● **Required action**
Word for word, reproduce the data that follows.

● **Supplied records**
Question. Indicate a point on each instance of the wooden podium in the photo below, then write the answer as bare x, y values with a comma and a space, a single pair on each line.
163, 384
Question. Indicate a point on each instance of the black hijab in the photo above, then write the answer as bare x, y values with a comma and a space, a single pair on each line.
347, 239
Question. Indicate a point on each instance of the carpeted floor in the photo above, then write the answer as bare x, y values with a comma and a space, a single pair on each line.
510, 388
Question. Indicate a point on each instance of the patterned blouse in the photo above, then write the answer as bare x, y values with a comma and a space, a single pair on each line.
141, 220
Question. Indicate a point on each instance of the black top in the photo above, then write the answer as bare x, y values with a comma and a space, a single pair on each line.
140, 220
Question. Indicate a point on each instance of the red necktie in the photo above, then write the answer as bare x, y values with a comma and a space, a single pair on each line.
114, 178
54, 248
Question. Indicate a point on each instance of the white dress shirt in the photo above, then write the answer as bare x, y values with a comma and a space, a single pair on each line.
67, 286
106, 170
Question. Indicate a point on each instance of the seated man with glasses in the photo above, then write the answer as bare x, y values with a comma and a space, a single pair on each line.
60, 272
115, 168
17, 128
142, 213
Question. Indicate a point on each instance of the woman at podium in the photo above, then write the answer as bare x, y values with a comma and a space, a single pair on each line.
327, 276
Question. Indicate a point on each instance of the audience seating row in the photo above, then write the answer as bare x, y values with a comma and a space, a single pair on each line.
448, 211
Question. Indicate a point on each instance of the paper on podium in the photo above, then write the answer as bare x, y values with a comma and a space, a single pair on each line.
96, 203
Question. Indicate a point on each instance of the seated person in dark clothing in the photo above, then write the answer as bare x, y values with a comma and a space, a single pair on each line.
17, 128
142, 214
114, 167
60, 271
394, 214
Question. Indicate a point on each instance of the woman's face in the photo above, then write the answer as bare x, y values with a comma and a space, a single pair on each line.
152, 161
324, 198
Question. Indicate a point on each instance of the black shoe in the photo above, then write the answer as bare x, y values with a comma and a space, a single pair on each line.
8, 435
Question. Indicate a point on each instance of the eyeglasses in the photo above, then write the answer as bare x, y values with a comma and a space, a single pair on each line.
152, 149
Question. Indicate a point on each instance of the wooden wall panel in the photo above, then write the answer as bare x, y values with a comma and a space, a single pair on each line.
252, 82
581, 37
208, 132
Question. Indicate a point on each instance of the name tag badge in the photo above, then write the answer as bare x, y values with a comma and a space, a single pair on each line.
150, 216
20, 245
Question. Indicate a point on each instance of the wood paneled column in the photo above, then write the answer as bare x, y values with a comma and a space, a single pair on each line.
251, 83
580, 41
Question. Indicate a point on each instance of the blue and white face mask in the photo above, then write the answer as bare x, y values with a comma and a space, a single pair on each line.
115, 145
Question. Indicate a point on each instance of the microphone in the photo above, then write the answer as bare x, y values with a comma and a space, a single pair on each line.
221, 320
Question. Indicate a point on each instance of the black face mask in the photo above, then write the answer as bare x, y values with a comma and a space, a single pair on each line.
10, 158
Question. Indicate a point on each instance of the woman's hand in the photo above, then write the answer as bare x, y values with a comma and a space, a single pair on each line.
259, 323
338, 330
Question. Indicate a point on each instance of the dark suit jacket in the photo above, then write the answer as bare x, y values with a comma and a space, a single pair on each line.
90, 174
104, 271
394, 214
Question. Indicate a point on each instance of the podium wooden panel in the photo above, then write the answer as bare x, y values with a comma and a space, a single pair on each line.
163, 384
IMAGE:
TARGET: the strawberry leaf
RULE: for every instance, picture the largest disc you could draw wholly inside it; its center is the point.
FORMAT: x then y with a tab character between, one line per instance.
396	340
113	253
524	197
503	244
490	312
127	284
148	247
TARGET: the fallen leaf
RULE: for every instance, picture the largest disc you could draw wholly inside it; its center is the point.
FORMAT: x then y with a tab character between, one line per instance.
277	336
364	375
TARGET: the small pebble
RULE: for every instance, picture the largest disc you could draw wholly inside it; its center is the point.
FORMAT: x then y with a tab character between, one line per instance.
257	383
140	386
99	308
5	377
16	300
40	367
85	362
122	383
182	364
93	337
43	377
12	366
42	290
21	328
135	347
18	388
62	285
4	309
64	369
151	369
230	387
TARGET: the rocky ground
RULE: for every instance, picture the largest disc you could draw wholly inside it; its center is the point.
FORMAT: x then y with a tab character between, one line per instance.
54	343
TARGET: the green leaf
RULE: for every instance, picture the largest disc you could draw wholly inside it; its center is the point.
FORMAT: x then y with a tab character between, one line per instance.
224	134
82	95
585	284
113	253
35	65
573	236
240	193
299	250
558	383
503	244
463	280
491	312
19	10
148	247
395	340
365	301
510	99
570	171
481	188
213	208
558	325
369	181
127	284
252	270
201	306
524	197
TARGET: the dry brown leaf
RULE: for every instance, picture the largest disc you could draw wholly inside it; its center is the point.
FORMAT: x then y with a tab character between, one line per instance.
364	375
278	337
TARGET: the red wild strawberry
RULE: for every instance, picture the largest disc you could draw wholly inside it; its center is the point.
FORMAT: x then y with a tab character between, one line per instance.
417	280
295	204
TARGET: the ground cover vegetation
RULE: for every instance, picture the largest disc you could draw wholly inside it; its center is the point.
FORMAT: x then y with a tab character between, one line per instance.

● **Reply to the exercise**
Question. Indicate a point on each instance of the wooden podium in the photo below, then write the answer as bare x, y values with a comma and a space, a single pair on each line.
163, 384
Question. Indicate a point on each instance of the black hijab in the photo above, then write the answer as bare x, y values with a comma and a space, a single pair on each line.
347, 239
Question. Indicate a point on each instance of the carpeted floor in the photo above, then write the answer as bare x, y values with a comma and a space, a single pair on each line.
510, 388
Question. Indicate a point on each instance of the patterned blouse in the photo above, then write the answer as bare x, y values with a comma and a space, a single pair on each line.
141, 220
Question. Indicate a point on each instance of the black top in the photo above, then write the answer as bare x, y values with a comma and a space, a single pair on each line.
140, 220
Question. Indicate a point on each instance of the red necktie in the photo above, then write the answer as bare x, y values with a comma and a space, a single pair on each line.
114, 178
54, 248
Question. Indicate a point on each instance of the white dress shirt in the photo above, then write the answer as bare x, y values with a comma and a space, a single pair on each line.
67, 286
106, 170
Question. Indicate a point on each instance of the seated man with glasses in the photo above, then write the answer as bare x, y values with a comma and a space, a single pair on each line.
60, 272
115, 168
17, 128
142, 213
Question. Indicate a point on each instance of the woman at podium in the photo above, then write the answer as bare x, y values with a comma and a space, a single pair on each line.
327, 276
Question. Indicate a point on each instance of the audience seating row in the photo above, then write the answer as bare x, y values with a comma and a space, a single pair on each line.
448, 211
Question. Indicate a point on each instance of the paper on podium in the photo above, then write the answer as bare x, y values with a comma and a space, a single pair on each line.
96, 203
Question. Indicate a point on each instance of the seated person in dark clothing in the photo above, then write the answer as bare x, y values with a comma and a space, a single pair on each line.
17, 128
142, 214
114, 167
60, 271
394, 214
Question. Indicate a point on each instance of the woman's face in the photo above, then write the answer as bare x, y values with a comma and a space, a single pair on each line.
152, 161
324, 198
Question. Indicate a point on each instance of the black shoe in the photo above, then write the answer as bare x, y values with a comma and a space, a single pair on each line.
8, 435
Question. Indicate a point on each instance of the eyeglasses in the photo above, then write the answer as bare x, y values with a comma and a space, a single pair on each line.
152, 149
Question. Indicate a point on each instance of the wooden wall panel in the photo above, then write the answer as bare x, y values with a comma and a space, a single pair on each line.
252, 82
581, 37
208, 132
Question. Indicate a point on each instance of the name tag badge in the photo above, then write the answer as bare x, y values with a comma and a space, a single pair on each line.
150, 216
20, 245
Question. Indicate a point on each instance of the wood paneled column in the photo above, then write the answer as bare x, y values with a comma and a space, a single pair on each line.
251, 83
580, 41
Question. Indicate a point on each instance of the blue and white face mask in the photo above, then write the answer as bare x, y values with a comma and a space, a single pair on each line.
115, 145
Question. Indicate a point on each instance of the microphone in the photo above, then write the answer as bare x, y values with a comma and a space, a single pair on each line.
221, 320
Question. Indicate a point on each instance of the black face mask in the photo above, then write the answer as bare x, y values with a comma and a space, a single pair on each line.
10, 158
Question. Indicate a point on each instance of the woman's hand in the photo above, then write the answer as bare x, y values with a comma and a space, a single pair on each line.
259, 323
338, 330
Question. Indicate a point on each instance of the dark suit jacket in the photo above, then write the answer as bare x, y values with a comma and a space, a single pair on each line.
90, 174
104, 271
394, 214
Question. Indicate a point on each instance of the podium wooden panel in the photo above, then write the answer as bare x, y values with a comma and a space, a single pair on each line.
163, 384
IMAGE:
TARGET: the strawberry leaf
RULE: for every instance, picture the largest disc you could draw wholly inside it; its center is the point.
FORMAT: x then y with a tab character between, one line per instance.
396	340
113	253
524	197
503	244
490	312
127	284
148	247
TARGET: the fallen leaf
RULE: for every instance, picture the largest disc you could draw wholly inside it; its center is the point.
FORMAT: x then y with a tab character between, one line per instance.
277	336
364	375
TARGET: the small pebble
RULE: for every instance, picture the largest disc you could draw wholly inside it; its center is the point.
FORMAT: x then y with a tab character between, one line per instance.
257	383
140	386
99	308
5	377
16	300
40	367
85	362
122	383
182	364
93	337
43	377
12	366
42	290
21	328
135	347
18	388
62	285
4	309
64	369
151	369
230	387
TARGET: the rocky ground
RULE: for every instance, picture the largest disc you could draw wholly inside it; its center is the point.
FORMAT: x then y with a tab character between, one line per instance.
54	343
TARGET: the green leaf
RULE: for every instance, picture the largest disc you could draw wholly inside it; its center is the point.
FORMAT: x then y with a tab character between, one line per instance.
224	134
82	95
585	284
113	253
35	65
573	236
240	193
299	250
558	383
503	244
463	280
491	312
19	10
148	247
395	340
365	301
510	99
570	171
481	188
213	208
558	325
369	181
127	284
252	270
201	306
524	197
TARGET: the dry brown leaf
RULE: for every instance, picture the largest disc you could draw wholly inside it; its center is the point.
FORMAT: x then y with a tab character between, one line per instance.
364	375
278	337
TARGET: the red wild strawberry
RULE: for every instance, picture the largest disc you could draw wholly inside it; its center is the point.
FORMAT: x then y with a tab character between, one line per instance.
417	280
295	204
TARGET: the ground cover vegetation
RULE: for every instance, picture the largest disc you could draw wholly inside it; its center is the point.
FORMAT: x then y with a tab character between, one line per instance.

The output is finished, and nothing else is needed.